Filter the records below down to the lines that contain the word "statue", and copy each of those lines.

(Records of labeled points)
• • •

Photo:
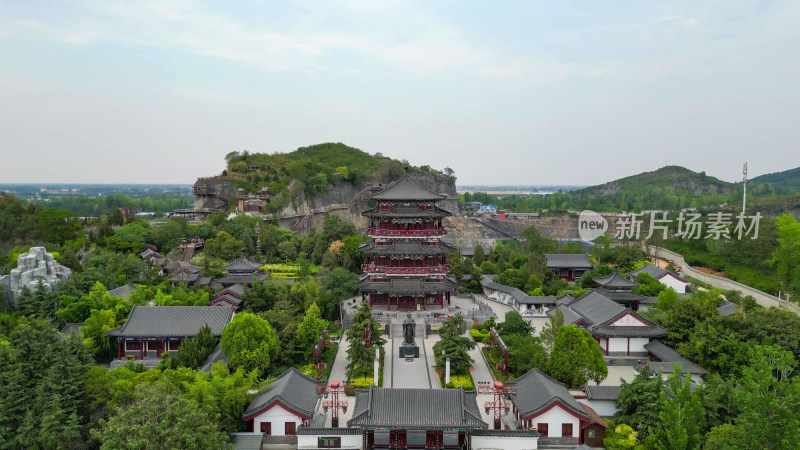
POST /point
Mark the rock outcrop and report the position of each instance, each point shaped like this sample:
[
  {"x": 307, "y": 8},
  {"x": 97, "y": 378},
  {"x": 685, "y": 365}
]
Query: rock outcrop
[{"x": 32, "y": 268}]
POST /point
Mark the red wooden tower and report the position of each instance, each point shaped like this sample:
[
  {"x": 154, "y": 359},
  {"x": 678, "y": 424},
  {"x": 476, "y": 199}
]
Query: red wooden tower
[{"x": 405, "y": 267}]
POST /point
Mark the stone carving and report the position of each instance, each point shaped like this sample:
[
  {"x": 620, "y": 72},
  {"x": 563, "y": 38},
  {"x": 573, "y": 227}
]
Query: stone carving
[
  {"x": 32, "y": 267},
  {"x": 408, "y": 330}
]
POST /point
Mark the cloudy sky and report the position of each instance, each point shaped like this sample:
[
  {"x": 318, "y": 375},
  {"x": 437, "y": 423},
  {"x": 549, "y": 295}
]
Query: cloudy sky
[{"x": 503, "y": 92}]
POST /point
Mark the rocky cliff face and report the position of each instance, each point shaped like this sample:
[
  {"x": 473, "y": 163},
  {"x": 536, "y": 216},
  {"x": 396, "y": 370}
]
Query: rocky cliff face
[{"x": 213, "y": 193}]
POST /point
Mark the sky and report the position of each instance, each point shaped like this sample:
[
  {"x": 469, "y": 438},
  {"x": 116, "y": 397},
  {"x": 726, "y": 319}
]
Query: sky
[{"x": 533, "y": 93}]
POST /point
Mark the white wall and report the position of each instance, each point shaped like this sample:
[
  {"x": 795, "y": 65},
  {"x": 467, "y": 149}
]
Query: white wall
[
  {"x": 349, "y": 441},
  {"x": 670, "y": 281},
  {"x": 504, "y": 443},
  {"x": 637, "y": 344},
  {"x": 278, "y": 416},
  {"x": 554, "y": 418},
  {"x": 605, "y": 408},
  {"x": 618, "y": 345}
]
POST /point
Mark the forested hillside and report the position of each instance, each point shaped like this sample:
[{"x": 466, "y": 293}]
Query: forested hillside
[{"x": 788, "y": 179}]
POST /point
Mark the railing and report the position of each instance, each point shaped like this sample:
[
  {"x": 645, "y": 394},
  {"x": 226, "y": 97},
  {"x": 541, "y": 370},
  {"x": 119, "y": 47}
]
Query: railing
[
  {"x": 371, "y": 268},
  {"x": 376, "y": 232}
]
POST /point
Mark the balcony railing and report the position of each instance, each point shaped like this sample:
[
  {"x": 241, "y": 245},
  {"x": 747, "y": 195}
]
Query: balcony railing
[
  {"x": 377, "y": 232},
  {"x": 371, "y": 268}
]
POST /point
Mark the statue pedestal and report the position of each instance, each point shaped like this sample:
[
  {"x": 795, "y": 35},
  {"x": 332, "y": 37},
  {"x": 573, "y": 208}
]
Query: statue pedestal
[{"x": 409, "y": 351}]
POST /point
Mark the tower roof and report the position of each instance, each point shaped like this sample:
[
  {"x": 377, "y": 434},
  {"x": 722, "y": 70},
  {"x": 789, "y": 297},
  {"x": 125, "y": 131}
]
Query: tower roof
[{"x": 407, "y": 189}]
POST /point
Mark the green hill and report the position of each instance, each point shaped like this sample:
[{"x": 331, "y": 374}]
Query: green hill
[
  {"x": 679, "y": 179},
  {"x": 789, "y": 179}
]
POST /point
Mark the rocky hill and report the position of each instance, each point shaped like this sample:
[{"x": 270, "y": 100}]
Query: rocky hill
[
  {"x": 300, "y": 187},
  {"x": 786, "y": 179},
  {"x": 680, "y": 179}
]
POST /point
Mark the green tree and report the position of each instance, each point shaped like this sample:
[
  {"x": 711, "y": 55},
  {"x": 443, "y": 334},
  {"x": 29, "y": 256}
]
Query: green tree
[
  {"x": 223, "y": 246},
  {"x": 453, "y": 346},
  {"x": 681, "y": 416},
  {"x": 621, "y": 437},
  {"x": 308, "y": 332},
  {"x": 479, "y": 256},
  {"x": 727, "y": 437},
  {"x": 550, "y": 329},
  {"x": 786, "y": 256},
  {"x": 160, "y": 418},
  {"x": 770, "y": 398},
  {"x": 102, "y": 347},
  {"x": 639, "y": 401},
  {"x": 250, "y": 342},
  {"x": 42, "y": 396},
  {"x": 576, "y": 357},
  {"x": 360, "y": 357}
]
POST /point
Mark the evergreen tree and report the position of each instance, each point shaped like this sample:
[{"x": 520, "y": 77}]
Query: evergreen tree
[{"x": 360, "y": 357}]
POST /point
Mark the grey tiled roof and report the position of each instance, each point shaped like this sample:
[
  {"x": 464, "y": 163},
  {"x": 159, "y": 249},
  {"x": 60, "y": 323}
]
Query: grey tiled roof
[
  {"x": 307, "y": 431},
  {"x": 123, "y": 292},
  {"x": 598, "y": 311},
  {"x": 653, "y": 271},
  {"x": 536, "y": 392},
  {"x": 615, "y": 280},
  {"x": 173, "y": 321},
  {"x": 649, "y": 269},
  {"x": 519, "y": 296},
  {"x": 243, "y": 265},
  {"x": 407, "y": 189},
  {"x": 230, "y": 299},
  {"x": 416, "y": 408},
  {"x": 602, "y": 392},
  {"x": 406, "y": 248},
  {"x": 408, "y": 286},
  {"x": 628, "y": 331},
  {"x": 669, "y": 367},
  {"x": 407, "y": 211},
  {"x": 237, "y": 290},
  {"x": 568, "y": 261},
  {"x": 294, "y": 390},
  {"x": 507, "y": 433},
  {"x": 663, "y": 352},
  {"x": 596, "y": 308}
]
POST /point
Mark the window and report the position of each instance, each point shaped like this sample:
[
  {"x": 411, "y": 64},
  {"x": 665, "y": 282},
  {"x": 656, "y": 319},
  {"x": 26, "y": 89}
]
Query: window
[
  {"x": 382, "y": 438},
  {"x": 415, "y": 438},
  {"x": 329, "y": 442}
]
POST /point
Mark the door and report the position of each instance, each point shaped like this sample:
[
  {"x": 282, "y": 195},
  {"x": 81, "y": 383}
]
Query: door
[{"x": 542, "y": 429}]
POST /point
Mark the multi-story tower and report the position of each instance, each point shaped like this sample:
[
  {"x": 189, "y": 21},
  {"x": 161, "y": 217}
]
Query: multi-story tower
[{"x": 405, "y": 266}]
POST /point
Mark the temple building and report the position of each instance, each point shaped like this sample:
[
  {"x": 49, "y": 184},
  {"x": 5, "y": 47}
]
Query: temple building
[
  {"x": 405, "y": 266},
  {"x": 152, "y": 330},
  {"x": 242, "y": 272},
  {"x": 620, "y": 289}
]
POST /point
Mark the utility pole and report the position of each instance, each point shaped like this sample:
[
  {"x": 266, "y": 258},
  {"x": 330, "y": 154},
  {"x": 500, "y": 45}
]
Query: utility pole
[{"x": 744, "y": 188}]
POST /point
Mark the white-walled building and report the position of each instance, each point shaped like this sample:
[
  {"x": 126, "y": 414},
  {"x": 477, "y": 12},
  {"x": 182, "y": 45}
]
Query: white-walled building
[
  {"x": 666, "y": 277},
  {"x": 288, "y": 404},
  {"x": 547, "y": 405},
  {"x": 618, "y": 330}
]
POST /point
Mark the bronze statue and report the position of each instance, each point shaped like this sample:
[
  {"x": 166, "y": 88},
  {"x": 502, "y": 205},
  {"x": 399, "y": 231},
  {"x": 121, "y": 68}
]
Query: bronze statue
[{"x": 408, "y": 330}]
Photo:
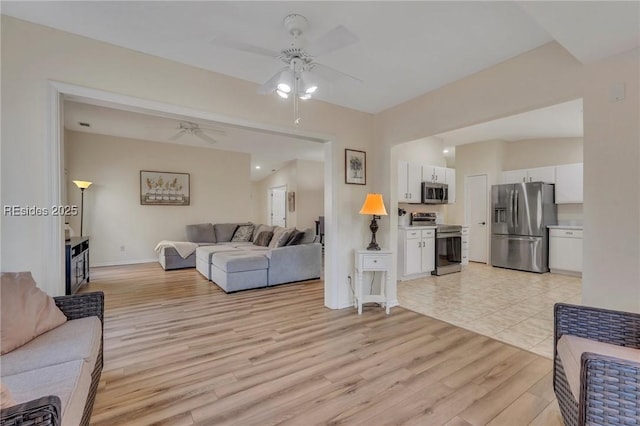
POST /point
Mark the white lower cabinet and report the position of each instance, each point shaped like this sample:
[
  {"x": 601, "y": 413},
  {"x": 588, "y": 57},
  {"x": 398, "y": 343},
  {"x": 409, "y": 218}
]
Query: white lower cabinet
[
  {"x": 416, "y": 252},
  {"x": 565, "y": 251},
  {"x": 465, "y": 245}
]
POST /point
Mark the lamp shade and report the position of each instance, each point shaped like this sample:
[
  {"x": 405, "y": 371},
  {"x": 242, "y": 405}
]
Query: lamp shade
[
  {"x": 373, "y": 205},
  {"x": 82, "y": 184}
]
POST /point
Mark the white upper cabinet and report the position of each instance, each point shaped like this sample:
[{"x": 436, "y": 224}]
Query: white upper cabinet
[
  {"x": 542, "y": 174},
  {"x": 409, "y": 182},
  {"x": 514, "y": 176},
  {"x": 434, "y": 174},
  {"x": 451, "y": 183},
  {"x": 539, "y": 174},
  {"x": 569, "y": 183}
]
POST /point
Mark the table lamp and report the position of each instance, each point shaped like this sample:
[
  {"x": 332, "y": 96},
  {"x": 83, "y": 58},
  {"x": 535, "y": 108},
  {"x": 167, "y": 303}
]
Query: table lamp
[{"x": 373, "y": 205}]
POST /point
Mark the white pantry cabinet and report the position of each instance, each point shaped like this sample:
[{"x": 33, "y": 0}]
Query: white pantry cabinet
[
  {"x": 416, "y": 252},
  {"x": 565, "y": 250},
  {"x": 538, "y": 174},
  {"x": 409, "y": 182},
  {"x": 569, "y": 183}
]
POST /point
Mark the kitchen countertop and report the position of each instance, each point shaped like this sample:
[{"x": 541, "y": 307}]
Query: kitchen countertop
[{"x": 579, "y": 227}]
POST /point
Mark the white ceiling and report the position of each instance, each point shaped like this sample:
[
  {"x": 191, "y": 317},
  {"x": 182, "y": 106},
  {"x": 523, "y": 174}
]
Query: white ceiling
[
  {"x": 557, "y": 121},
  {"x": 269, "y": 151},
  {"x": 405, "y": 49}
]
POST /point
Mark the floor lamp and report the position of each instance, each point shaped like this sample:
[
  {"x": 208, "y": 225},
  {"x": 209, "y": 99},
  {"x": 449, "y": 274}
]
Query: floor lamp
[{"x": 82, "y": 185}]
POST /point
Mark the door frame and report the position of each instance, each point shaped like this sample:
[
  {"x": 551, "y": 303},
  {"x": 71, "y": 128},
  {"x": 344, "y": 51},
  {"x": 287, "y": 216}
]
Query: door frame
[
  {"x": 487, "y": 212},
  {"x": 271, "y": 190}
]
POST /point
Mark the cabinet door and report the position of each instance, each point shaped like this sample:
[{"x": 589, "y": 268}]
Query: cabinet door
[
  {"x": 414, "y": 183},
  {"x": 565, "y": 253},
  {"x": 439, "y": 174},
  {"x": 569, "y": 183},
  {"x": 542, "y": 174},
  {"x": 451, "y": 183},
  {"x": 514, "y": 176},
  {"x": 403, "y": 178},
  {"x": 428, "y": 254},
  {"x": 412, "y": 256}
]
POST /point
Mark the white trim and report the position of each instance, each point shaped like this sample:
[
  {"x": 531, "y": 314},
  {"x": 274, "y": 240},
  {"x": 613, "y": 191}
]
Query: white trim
[
  {"x": 124, "y": 262},
  {"x": 54, "y": 269},
  {"x": 54, "y": 263}
]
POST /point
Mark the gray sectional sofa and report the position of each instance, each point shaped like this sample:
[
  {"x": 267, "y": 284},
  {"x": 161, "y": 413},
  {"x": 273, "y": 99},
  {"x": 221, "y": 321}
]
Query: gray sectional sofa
[{"x": 236, "y": 257}]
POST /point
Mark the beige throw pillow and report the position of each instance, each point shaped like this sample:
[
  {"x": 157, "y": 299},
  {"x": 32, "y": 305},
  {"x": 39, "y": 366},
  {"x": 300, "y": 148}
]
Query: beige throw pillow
[
  {"x": 25, "y": 311},
  {"x": 6, "y": 400}
]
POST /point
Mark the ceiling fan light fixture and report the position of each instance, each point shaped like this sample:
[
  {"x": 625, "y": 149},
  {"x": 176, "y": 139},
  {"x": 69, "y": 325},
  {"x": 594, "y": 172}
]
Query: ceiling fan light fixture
[{"x": 284, "y": 87}]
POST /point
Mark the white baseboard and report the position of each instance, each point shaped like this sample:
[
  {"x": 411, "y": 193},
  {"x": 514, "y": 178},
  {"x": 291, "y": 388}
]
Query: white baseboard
[{"x": 123, "y": 262}]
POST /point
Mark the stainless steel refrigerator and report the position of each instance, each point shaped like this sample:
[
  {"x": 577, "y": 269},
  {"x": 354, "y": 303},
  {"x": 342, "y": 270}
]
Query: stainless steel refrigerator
[{"x": 521, "y": 213}]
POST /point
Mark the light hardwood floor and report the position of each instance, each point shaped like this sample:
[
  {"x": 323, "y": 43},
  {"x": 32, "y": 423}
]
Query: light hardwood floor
[{"x": 179, "y": 351}]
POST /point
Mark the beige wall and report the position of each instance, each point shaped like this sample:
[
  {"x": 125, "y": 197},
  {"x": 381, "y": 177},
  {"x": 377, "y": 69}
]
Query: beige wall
[
  {"x": 306, "y": 179},
  {"x": 33, "y": 55},
  {"x": 114, "y": 218},
  {"x": 530, "y": 153}
]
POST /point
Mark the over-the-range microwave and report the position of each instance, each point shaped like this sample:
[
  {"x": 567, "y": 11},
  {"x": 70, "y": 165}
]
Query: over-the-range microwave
[{"x": 435, "y": 193}]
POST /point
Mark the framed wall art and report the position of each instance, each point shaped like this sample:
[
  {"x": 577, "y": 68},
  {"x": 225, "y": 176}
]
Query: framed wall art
[
  {"x": 164, "y": 188},
  {"x": 355, "y": 167}
]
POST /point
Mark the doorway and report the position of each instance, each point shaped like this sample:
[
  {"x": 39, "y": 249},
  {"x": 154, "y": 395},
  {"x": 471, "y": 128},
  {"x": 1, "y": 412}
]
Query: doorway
[
  {"x": 476, "y": 205},
  {"x": 278, "y": 206}
]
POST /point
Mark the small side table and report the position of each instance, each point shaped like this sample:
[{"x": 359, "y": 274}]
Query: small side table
[{"x": 372, "y": 261}]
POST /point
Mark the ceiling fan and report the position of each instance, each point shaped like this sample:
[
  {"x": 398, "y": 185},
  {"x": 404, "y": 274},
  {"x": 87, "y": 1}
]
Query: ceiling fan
[
  {"x": 299, "y": 78},
  {"x": 190, "y": 128}
]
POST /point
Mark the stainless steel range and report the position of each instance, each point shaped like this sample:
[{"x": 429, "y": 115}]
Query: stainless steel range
[{"x": 448, "y": 253}]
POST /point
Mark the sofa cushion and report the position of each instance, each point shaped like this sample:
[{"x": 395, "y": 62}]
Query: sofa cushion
[
  {"x": 225, "y": 231},
  {"x": 263, "y": 239},
  {"x": 69, "y": 381},
  {"x": 53, "y": 347},
  {"x": 309, "y": 236},
  {"x": 280, "y": 237},
  {"x": 25, "y": 311},
  {"x": 261, "y": 228},
  {"x": 570, "y": 350},
  {"x": 6, "y": 399},
  {"x": 201, "y": 233},
  {"x": 239, "y": 261},
  {"x": 295, "y": 238},
  {"x": 243, "y": 233}
]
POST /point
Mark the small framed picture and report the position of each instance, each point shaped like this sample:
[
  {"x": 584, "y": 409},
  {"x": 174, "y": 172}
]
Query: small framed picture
[
  {"x": 355, "y": 167},
  {"x": 164, "y": 188}
]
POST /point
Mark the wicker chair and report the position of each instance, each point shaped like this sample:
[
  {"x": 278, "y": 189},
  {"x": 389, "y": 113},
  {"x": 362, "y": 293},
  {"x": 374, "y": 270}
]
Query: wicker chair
[
  {"x": 47, "y": 410},
  {"x": 609, "y": 387}
]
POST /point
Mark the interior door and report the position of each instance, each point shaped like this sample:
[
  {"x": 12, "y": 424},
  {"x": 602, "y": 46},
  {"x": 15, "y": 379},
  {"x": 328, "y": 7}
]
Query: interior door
[
  {"x": 477, "y": 200},
  {"x": 278, "y": 212}
]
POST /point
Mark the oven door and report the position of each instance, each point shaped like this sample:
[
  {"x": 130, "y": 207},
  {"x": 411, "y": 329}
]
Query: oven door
[{"x": 448, "y": 252}]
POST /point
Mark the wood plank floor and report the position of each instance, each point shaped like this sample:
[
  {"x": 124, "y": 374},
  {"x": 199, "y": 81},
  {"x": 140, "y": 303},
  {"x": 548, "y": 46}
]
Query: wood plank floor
[{"x": 179, "y": 351}]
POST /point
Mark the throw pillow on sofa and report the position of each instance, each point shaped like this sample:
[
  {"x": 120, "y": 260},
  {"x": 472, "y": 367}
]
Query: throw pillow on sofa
[
  {"x": 280, "y": 236},
  {"x": 25, "y": 312},
  {"x": 201, "y": 233},
  {"x": 263, "y": 239},
  {"x": 243, "y": 233}
]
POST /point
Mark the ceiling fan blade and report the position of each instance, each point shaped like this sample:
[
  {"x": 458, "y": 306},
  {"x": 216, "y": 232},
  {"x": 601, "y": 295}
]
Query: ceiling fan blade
[
  {"x": 271, "y": 84},
  {"x": 332, "y": 75},
  {"x": 245, "y": 47},
  {"x": 335, "y": 39},
  {"x": 177, "y": 135},
  {"x": 199, "y": 133}
]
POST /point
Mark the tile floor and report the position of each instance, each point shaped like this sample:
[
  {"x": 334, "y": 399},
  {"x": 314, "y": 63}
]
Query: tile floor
[{"x": 511, "y": 306}]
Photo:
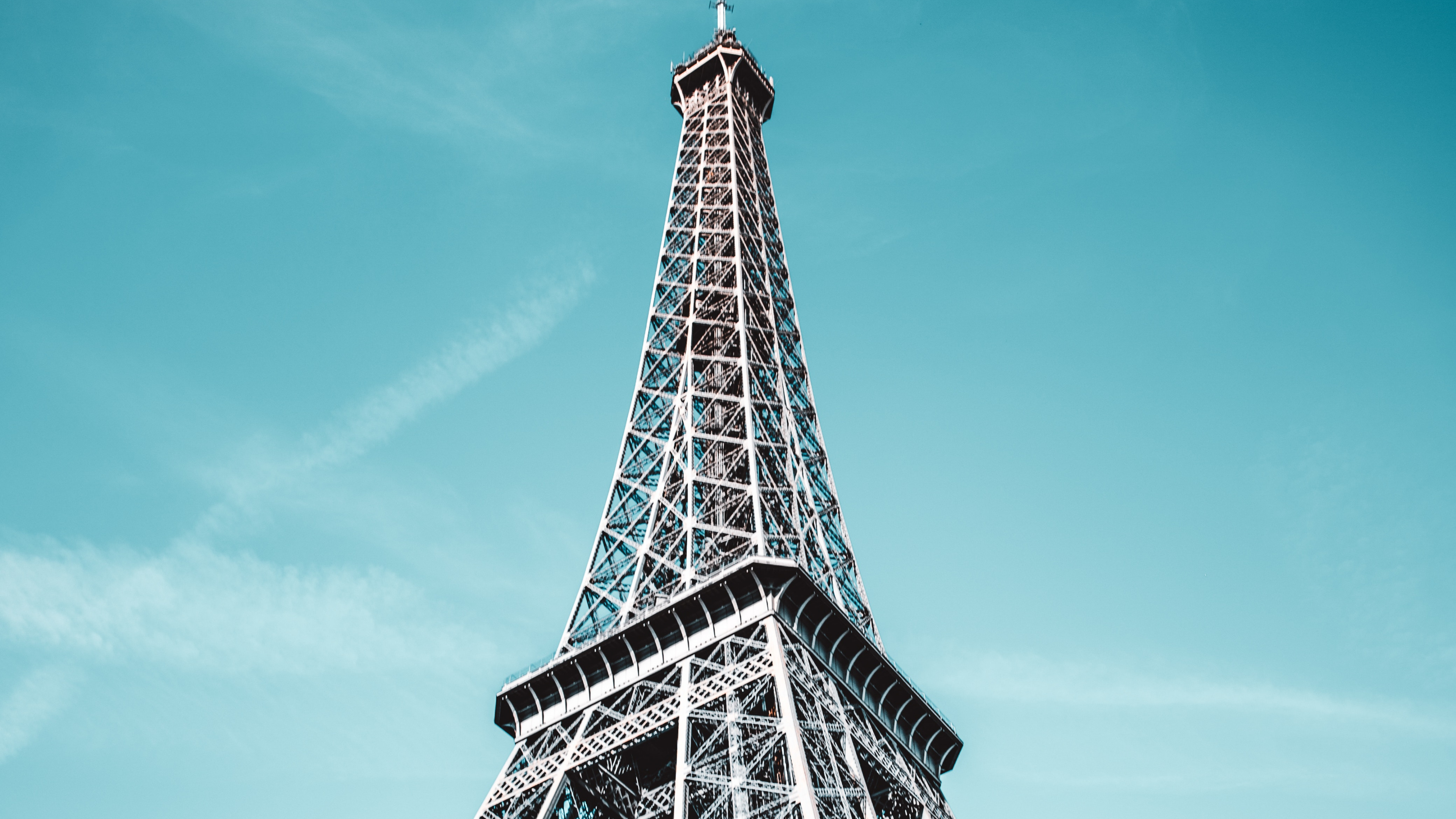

• • •

Output of the exercise —
Mark the statue pedestal and report the position of each instance, each point shaped like this sample:
Query: statue pedestal
Mark the bronze statue and report the position of each instance, each point shaped like this sample:
Query: bronze statue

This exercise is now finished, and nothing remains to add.